▸ Your instructions
Quote the data below in full, please, without altering anything.

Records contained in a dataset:
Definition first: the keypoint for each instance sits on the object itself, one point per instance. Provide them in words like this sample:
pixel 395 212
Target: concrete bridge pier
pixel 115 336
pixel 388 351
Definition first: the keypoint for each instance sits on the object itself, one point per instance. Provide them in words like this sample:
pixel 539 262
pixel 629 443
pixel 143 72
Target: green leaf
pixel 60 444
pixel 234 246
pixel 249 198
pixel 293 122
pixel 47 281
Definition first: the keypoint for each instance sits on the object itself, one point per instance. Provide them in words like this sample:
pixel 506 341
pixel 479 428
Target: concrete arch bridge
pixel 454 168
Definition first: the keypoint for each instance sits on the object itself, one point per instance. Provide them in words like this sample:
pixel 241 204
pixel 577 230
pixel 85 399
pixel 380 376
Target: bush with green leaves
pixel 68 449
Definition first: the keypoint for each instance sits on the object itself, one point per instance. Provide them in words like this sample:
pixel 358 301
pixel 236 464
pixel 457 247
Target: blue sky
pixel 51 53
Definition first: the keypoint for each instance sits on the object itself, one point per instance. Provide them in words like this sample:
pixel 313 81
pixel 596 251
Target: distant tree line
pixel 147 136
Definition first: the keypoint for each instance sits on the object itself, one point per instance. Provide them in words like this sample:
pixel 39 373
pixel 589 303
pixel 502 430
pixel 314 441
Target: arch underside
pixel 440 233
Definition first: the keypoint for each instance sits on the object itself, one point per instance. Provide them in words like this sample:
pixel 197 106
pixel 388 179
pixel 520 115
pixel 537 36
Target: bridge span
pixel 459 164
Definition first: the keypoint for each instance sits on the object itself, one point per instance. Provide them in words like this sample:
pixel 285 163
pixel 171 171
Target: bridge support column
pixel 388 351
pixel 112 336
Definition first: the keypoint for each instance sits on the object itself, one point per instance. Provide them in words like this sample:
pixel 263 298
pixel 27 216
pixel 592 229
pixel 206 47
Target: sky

▸ Correct result
Definition first: the keypoint for each instance sits on the object itself, one point per instance. Provide them in words like this sample:
pixel 395 212
Target: concrete bridge pier
pixel 115 336
pixel 388 351
Definition first: the keypoint for each instance sits on the object itself, one point per instance. Provide them in words like this sample:
pixel 539 262
pixel 629 443
pixel 143 72
Target: green leaf
pixel 60 444
pixel 234 246
pixel 249 198
pixel 293 122
pixel 47 281
Definition first: the keypoint for each instance sits on the object itself, one point per instance. Provide them in words like this sample:
pixel 506 341
pixel 479 428
Target: concrete arch bridge
pixel 454 168
Definition first: the keypoint for each instance sits on the object itself, one point per instance. Provide them in words like this sample:
pixel 241 204
pixel 577 230
pixel 85 399
pixel 380 376
Target: bush with green leaves
pixel 68 449
Definition first: the keypoint for each instance sits on the object itself, one point per instance. Provide them in words like this sample:
pixel 358 301
pixel 236 464
pixel 457 247
Target: blue sky
pixel 51 53
Definition first: the keypoint for each instance sits on the object itself, one point per instance. Provide them in words like this sample:
pixel 313 81
pixel 596 251
Target: distant tree line
pixel 147 136
Definition first: the keypoint for each instance sits on the object itself, one point per instance. Provide them in words like this sample:
pixel 39 373
pixel 589 303
pixel 502 430
pixel 314 441
Target: arch underside
pixel 440 233
Definition first: the keypoint for each instance sits on the object itself, one point per instance. Provide them in words like this sample:
pixel 197 106
pixel 388 179
pixel 520 115
pixel 537 36
Target: bridge span
pixel 459 164
Definition first: the keypoint for each instance sits on the object itself, one point per instance. Provide them in words like this sample:
pixel 285 163
pixel 171 171
Target: bridge support column
pixel 388 351
pixel 112 336
Definition first: the keypoint for each instance sits on the object itself, one point per instance. Provide them in words like this sample:
pixel 263 298
pixel 27 216
pixel 592 229
pixel 206 47
Target: sky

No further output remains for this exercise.